Problem
Starting at the line that has "Could you point out the ccm" and stopping after the line that has "<point>629,396</point>", recast the rows below as a Markdown table. Use the columns Row and Content, number each line, and skip any blank lines.

Input data
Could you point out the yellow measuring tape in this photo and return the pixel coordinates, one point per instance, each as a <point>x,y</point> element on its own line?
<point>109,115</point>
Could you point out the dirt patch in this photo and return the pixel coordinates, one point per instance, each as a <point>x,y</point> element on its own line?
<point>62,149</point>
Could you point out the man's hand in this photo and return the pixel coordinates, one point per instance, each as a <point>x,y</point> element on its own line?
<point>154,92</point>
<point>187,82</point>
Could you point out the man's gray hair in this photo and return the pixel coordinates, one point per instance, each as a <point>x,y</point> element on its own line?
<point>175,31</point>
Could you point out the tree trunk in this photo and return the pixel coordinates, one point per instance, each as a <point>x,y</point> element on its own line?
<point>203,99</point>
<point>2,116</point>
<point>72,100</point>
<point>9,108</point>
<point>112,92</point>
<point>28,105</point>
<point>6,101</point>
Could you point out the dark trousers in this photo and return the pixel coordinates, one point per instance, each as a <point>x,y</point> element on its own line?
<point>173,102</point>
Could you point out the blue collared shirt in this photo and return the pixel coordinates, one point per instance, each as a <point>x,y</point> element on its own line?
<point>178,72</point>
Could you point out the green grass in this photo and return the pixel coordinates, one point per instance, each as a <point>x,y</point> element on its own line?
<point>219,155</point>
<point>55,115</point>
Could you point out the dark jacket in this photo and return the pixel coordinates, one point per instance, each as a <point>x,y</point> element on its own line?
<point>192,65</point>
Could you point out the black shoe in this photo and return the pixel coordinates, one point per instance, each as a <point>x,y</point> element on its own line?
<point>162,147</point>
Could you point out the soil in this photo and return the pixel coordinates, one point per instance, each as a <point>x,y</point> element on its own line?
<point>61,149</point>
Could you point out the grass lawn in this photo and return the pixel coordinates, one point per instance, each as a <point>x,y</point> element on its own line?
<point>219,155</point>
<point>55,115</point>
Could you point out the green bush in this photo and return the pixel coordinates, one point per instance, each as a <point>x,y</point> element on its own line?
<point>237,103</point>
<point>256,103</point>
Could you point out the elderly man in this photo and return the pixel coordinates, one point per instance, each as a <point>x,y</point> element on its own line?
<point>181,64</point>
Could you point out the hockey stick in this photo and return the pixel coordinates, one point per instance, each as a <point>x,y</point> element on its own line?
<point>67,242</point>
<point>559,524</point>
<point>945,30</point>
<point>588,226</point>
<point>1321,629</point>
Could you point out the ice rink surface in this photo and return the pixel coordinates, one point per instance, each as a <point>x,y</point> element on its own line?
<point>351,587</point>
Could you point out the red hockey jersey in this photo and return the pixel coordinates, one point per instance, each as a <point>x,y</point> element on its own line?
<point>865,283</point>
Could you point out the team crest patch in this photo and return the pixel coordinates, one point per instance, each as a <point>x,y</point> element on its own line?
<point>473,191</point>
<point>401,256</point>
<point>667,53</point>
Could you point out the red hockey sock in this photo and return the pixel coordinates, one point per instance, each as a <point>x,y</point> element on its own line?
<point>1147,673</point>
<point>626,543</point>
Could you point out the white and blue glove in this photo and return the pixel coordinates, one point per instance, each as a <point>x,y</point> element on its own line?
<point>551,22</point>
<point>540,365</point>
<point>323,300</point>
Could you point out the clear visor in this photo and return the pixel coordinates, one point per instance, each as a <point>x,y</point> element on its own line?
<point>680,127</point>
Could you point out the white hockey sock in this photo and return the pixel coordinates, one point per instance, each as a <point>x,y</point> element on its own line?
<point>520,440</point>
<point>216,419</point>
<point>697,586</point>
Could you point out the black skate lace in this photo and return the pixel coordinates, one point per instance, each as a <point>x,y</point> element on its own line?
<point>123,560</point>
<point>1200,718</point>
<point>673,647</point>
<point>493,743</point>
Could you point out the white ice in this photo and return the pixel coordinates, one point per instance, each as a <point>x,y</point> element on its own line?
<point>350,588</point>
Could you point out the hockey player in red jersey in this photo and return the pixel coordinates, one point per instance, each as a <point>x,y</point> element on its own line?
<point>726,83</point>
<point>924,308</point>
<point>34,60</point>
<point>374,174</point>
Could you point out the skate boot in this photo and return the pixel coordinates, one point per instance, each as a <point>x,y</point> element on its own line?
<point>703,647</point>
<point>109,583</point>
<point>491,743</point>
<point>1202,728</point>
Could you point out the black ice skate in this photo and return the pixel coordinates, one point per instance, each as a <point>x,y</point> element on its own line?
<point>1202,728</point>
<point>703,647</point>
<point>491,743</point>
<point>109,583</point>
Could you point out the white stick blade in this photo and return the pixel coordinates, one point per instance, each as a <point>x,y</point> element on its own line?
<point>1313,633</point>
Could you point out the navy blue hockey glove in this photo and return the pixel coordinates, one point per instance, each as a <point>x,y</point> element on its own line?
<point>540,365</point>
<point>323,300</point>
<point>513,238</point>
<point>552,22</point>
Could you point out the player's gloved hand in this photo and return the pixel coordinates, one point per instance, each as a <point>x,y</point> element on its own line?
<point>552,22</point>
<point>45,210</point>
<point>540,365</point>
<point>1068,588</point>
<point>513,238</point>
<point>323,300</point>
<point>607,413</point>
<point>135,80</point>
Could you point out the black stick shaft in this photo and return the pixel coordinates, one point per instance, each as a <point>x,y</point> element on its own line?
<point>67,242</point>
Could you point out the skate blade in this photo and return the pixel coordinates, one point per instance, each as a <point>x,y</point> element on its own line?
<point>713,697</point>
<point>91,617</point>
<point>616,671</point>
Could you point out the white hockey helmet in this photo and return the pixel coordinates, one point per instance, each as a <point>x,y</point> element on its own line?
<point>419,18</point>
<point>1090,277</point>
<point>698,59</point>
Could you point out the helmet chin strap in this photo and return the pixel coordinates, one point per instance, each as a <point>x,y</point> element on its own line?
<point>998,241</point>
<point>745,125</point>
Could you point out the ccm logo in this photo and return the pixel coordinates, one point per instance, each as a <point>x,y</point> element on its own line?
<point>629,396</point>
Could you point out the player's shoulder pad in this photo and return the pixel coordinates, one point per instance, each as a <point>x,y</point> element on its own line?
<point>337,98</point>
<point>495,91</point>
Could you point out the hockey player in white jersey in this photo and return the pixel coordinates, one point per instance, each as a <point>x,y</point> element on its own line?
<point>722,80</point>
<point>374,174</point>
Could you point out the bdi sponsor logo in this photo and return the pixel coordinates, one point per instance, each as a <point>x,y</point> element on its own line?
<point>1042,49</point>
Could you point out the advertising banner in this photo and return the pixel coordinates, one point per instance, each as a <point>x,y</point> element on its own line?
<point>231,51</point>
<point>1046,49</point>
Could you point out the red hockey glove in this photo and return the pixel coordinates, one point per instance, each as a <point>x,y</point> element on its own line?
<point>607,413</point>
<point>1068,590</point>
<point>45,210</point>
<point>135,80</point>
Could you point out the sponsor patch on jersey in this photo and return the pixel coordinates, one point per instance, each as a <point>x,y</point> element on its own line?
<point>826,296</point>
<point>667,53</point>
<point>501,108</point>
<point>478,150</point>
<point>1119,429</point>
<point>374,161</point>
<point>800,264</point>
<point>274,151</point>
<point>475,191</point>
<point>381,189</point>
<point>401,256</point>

Exercise result
| Row | Content |
|---|---|
| 1 | Could you point out the ccm logo in this photo and return the pixel coordinates, one point per instance, each as a <point>x,y</point> element on its own line? |
| 2 | <point>629,396</point> |